● WORK ORDER
Please output every entry below exactly as written, leaving out any pictures.

----- INFORMATION SUPPLIED -----

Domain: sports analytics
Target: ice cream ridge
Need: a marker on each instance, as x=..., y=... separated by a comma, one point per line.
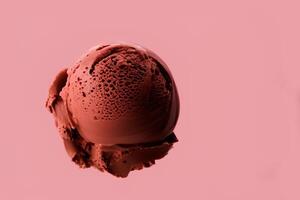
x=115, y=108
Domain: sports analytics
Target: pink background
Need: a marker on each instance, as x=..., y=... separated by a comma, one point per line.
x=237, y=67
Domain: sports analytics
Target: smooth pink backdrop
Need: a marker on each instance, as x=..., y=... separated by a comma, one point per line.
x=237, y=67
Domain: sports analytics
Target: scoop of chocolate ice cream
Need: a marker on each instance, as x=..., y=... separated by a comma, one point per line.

-----

● ANSWER FOR THE TASK
Domain: sports analytics
Target: ice cream ridge
Need: a marker on each instance, as x=..., y=... separated by a comma, one point per line.
x=115, y=108
Domain: sports analytics
Target: pink background
Need: a marker on each instance, as x=..., y=... separated by a comma, one point per line.
x=237, y=67
Domain: sports analytics
Target: smooth pink backdrop
Need: a marker on each instance, as x=..., y=... separated by a comma, one point per line.
x=237, y=67
Domain: sports analytics
Target: scoop of chocolate ice cream
Need: a marker on each instance, as x=..., y=... separated by a comma, one point per line.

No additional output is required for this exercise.